In the following days, other study abroad programs in Italy had difficulty getting their students booked on flights back home due to huge spikes in booking requests. Armstrong said Auburn’s program was ahead of the curve because of its foresight to require students to report their weekend and midterm break travel plans. This made it easier for the staff to track, contact and communicate with students as the COVID-19 situation unfolded. After a two-week spring break to finish self-isolation guidelines, JSB students moved to a remote learning model at home in the U.S., affectionately named “When Not in Rome.” Armstrong worked with vendors and guest lecturers and adjusted the curriculum so that it could be completed under their new circumstances. The Interlinea staff was instrumental in this transition, with several members going the extra mile to convey Italy’s rich culture remotely.

Bracalente spent hours reviewing different videos to give students a sense of historic sites they didn’t get to visit. Maurizio Antonini and Roberta Londi recorded lectures on Italian culture and food history. And Mary Lou Gray, Maurizio’s 85-year-old mother and the students’ Italian cooking teacher, put together instructional cooking videos so the students could do a cooking class at home. Armstrong said this was a favorite project for students, who were able to share an authentic Italian meal with their families.

### [Activity 1]
In the Auburn study abroad passage, why was Auburn's program ahead of the curve? Answer in one to three sentences.
### [Activity 2]
Write out everything in the Auburn study abroad passage from "In the following" down to "rich culture remotely.", word for word.

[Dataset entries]

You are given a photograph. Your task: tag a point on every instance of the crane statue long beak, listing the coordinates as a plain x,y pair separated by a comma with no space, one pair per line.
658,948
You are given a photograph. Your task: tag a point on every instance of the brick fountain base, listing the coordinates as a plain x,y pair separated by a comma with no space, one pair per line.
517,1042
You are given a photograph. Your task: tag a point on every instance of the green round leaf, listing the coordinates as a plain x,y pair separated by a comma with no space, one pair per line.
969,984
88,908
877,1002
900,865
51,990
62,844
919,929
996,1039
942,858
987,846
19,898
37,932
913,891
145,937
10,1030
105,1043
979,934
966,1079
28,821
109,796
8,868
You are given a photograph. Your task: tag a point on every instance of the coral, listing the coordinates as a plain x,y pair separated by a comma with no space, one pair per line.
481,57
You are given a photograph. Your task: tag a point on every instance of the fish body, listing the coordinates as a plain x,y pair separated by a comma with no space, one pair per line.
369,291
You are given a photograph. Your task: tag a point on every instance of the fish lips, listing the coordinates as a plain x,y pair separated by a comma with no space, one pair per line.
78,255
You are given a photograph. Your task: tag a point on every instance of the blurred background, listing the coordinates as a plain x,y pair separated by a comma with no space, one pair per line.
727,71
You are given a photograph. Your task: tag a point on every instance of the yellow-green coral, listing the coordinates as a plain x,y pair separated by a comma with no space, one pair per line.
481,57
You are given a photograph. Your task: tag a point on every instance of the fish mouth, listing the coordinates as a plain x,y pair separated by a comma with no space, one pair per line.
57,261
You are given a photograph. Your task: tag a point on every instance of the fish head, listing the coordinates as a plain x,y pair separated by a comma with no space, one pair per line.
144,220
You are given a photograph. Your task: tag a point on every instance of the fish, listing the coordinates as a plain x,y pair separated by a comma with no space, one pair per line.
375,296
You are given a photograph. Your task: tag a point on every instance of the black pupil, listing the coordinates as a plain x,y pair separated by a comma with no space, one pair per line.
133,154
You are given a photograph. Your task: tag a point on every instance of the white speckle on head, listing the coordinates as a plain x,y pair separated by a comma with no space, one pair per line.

### [Task answer 1]
Auburn's program had required students to report their weekend and midterm break travel plans. That made it easier for the staff to track, contact and communicate with students as the COVID-19 situation unfolded.

### [Task answer 2]
In the following days, other study abroad programs in Italy had difficulty getting their students booked on flights back home due to huge spikes in booking requests. Armstrong said Auburn’s program was ahead of the curve because of its foresight to require students to report their weekend and midterm break travel plans. This made it easier for the staff to track, contact and communicate with students as the COVID-19 situation unfolded. After a two-week spring break to finish self-isolation guidelines, JSB students moved to a remote learning model at home in the U.S., affectionately named “When Not in Rome.” Armstrong worked with vendors and guest lecturers and adjusted the curriculum so that it could be completed under their new circumstances. The Interlinea staff was instrumental in this transition, with several members going the extra mile to convey Italy’s rich culture remotely.